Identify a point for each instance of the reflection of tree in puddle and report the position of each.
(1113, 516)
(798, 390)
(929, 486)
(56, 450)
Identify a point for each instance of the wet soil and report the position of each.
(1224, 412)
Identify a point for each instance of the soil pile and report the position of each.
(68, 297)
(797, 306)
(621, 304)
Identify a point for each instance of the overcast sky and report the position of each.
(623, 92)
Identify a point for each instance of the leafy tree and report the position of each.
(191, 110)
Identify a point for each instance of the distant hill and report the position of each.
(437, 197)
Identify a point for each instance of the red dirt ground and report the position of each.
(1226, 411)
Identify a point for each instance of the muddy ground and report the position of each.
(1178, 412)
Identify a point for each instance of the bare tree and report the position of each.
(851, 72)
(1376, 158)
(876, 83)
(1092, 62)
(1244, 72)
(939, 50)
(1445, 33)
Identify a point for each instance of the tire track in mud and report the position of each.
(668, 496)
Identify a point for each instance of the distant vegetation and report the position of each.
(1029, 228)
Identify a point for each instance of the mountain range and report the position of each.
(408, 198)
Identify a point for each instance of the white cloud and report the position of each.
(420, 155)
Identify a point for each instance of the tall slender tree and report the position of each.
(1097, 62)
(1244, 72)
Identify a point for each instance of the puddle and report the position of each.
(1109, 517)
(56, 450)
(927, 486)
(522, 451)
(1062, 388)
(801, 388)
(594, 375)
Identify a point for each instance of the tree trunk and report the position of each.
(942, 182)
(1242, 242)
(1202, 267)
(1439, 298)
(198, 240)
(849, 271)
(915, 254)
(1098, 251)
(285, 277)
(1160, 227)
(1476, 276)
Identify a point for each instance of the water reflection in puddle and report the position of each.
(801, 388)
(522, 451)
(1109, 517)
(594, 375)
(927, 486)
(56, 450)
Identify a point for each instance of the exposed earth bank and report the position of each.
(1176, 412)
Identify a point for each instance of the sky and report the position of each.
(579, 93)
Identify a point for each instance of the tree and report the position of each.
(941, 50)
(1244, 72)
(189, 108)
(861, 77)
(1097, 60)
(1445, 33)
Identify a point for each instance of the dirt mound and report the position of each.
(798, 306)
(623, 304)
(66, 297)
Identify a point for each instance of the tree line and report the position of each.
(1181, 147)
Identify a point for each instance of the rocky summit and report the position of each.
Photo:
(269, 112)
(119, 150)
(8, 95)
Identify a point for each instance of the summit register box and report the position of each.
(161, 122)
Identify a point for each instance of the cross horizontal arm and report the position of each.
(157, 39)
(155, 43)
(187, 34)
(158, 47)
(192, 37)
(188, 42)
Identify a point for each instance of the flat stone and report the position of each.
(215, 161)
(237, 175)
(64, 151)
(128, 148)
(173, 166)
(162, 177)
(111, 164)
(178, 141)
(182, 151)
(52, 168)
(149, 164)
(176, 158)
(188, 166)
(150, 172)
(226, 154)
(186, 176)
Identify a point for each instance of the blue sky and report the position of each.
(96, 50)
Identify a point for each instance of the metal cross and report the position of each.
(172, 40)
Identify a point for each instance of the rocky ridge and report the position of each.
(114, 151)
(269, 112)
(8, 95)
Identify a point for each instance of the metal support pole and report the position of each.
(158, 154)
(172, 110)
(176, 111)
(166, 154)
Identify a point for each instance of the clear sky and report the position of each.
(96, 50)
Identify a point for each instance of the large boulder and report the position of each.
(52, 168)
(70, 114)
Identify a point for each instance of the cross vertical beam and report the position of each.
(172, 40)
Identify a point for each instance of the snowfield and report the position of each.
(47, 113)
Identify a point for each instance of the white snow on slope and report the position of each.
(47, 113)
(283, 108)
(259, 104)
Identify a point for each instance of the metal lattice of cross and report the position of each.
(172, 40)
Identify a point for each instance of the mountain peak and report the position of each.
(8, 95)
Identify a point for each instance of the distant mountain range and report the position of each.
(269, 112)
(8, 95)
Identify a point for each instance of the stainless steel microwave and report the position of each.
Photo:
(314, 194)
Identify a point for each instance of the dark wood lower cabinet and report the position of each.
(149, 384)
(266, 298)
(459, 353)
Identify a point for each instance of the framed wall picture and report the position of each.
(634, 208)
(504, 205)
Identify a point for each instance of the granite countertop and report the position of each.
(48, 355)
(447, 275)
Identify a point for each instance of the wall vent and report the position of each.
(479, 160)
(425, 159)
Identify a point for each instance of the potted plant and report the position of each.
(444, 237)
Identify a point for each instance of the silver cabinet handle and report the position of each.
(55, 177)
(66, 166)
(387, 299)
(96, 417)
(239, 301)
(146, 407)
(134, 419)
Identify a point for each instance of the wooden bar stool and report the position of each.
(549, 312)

○ ○ ○

Format the records above as a JSON list of strings, starting with the line that contains "Identify a point for each instance of the clear" and going on through the end of the records. Use one string per line and leave out blank lines.

*Exercise response:*
[
  "Identify a point for each instance of the clear sky and report the position of each.",
  "(96, 50)",
  "Identify a point for each instance of the large boulder and report the position of each.",
  "(52, 168)",
  "(70, 114)",
  "Identify a point for each instance of the cross vertical beam and report the position of each.",
  "(172, 40)",
  "Identify a point for each instance of the snowfield and report the position of each.",
  "(47, 113)",
  "Identify a point for each instance of the white snow on slope and report the position of each.",
  "(47, 113)",
  "(283, 108)",
  "(259, 104)",
  "Identify a point for each instance of the metal lattice of cross and report the position of each.",
  "(172, 40)",
  "Identify a point for each instance of the mountain peak and report the position of each.",
  "(8, 95)",
  "Identify a point for each instance of the distant mountain range and report the position of each.",
  "(269, 112)",
  "(8, 95)",
  "Identify a point for each instance of the stainless steel microwave and report the position of each.",
  "Photo:",
  "(314, 194)",
  "Identify a point for each instance of the dark wood lower cabinet and report the position of each.",
  "(149, 384)",
  "(266, 298)",
  "(459, 353)",
  "Identify a point for each instance of the framed wall picture and report the position of each.",
  "(634, 208)",
  "(504, 205)",
  "Identify a point for each instance of the granite countertop and report the position of each.",
  "(48, 355)",
  "(447, 275)",
  "Identify a point for each instance of the wall vent and report the position of each.",
  "(479, 160)",
  "(425, 159)",
  "Identify a point for each instance of the potted plant and report the position of each.",
  "(444, 237)",
  "Identify a point for each instance of the silver cabinet handle and report the position of each.",
  "(55, 177)",
  "(66, 166)",
  "(387, 299)",
  "(96, 417)",
  "(239, 301)",
  "(146, 407)",
  "(134, 419)",
  "Identify a point for each instance of the wooden bar stool and report the position of each.",
  "(549, 312)"
]